*WHAT NEEDS TO BE DONE*.
Tally the lines in the entries below that contain the word "wall", treating uppercase and lowercase as distinct, and reply with that number alone.

--- --- ---

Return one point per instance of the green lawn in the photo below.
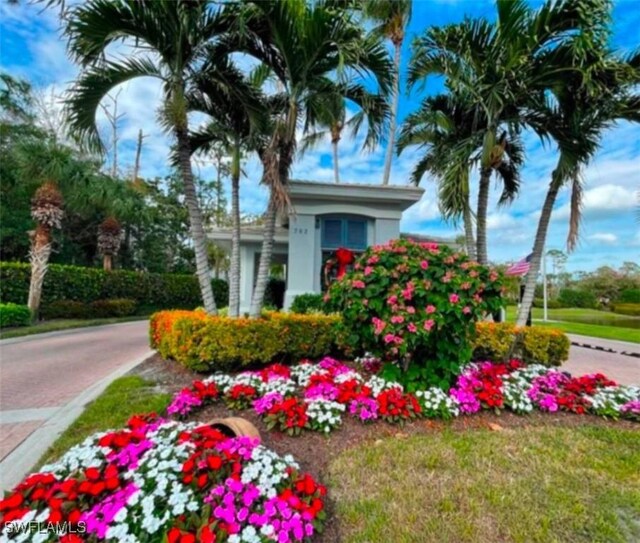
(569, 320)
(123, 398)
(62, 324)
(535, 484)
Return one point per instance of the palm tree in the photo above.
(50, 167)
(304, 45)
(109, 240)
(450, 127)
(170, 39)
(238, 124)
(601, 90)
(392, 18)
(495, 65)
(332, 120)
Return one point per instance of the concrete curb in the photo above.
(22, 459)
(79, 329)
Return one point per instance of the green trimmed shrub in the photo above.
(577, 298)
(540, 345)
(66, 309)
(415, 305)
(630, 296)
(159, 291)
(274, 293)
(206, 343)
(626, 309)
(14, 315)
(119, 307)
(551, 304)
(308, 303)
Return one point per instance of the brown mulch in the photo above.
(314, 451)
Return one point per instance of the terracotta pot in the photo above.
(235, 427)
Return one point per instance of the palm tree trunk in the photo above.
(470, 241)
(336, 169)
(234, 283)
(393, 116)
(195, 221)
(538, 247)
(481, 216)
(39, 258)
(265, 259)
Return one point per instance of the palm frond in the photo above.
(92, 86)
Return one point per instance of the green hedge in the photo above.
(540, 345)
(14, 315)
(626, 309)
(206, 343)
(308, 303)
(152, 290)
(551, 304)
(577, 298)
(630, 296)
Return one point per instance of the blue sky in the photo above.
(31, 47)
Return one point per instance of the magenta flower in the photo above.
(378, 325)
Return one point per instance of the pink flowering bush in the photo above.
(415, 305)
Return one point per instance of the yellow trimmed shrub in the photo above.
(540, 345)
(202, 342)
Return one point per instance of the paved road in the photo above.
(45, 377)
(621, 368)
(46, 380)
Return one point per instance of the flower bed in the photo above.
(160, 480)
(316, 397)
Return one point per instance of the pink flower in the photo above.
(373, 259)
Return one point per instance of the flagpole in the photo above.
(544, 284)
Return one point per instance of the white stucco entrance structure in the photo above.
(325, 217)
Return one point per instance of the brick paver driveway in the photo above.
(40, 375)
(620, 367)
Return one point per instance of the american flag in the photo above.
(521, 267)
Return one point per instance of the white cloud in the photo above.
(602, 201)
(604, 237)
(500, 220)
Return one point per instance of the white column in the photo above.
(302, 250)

--- --- ---

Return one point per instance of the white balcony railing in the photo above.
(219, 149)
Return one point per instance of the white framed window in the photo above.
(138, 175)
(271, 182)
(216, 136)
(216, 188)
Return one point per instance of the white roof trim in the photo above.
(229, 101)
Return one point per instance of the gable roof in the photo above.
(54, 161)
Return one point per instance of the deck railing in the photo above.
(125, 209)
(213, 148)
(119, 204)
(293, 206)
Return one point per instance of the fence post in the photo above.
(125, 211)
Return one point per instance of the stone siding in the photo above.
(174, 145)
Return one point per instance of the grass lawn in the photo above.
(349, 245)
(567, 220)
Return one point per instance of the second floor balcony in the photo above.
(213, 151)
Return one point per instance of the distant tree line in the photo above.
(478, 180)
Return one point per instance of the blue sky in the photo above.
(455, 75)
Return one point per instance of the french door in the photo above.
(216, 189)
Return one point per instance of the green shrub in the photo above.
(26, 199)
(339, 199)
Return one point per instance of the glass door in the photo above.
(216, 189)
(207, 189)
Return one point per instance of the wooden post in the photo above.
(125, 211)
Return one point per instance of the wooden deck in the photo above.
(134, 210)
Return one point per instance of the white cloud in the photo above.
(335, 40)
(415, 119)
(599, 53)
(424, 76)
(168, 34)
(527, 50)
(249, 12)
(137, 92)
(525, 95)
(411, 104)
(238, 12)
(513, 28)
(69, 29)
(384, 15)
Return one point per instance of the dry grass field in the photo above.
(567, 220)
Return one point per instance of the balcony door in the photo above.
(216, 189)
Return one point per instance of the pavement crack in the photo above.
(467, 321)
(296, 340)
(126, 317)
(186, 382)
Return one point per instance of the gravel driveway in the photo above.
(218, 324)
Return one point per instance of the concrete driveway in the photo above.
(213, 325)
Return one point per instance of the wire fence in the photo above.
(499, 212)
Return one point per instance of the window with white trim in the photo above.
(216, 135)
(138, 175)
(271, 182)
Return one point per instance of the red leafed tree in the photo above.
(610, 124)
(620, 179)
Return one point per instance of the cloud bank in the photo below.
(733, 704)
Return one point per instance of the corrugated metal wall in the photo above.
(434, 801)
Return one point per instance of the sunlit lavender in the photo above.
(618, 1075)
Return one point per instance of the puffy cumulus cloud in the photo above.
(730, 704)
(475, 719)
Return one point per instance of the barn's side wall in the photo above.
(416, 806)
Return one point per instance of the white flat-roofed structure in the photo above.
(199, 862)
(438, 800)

--- --- ---

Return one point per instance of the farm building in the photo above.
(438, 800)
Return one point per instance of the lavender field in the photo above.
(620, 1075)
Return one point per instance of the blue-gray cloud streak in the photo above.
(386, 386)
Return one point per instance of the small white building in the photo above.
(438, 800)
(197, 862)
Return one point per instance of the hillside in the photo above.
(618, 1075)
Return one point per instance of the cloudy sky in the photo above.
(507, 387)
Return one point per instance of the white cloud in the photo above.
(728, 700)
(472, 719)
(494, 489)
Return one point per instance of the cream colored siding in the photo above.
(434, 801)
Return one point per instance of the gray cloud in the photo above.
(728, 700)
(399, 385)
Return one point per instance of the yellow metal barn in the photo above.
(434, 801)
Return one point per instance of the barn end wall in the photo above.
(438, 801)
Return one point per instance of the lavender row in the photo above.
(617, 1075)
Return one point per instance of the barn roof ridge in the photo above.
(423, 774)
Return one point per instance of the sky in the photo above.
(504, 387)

--- --- ---

*TASK RESULT*.
3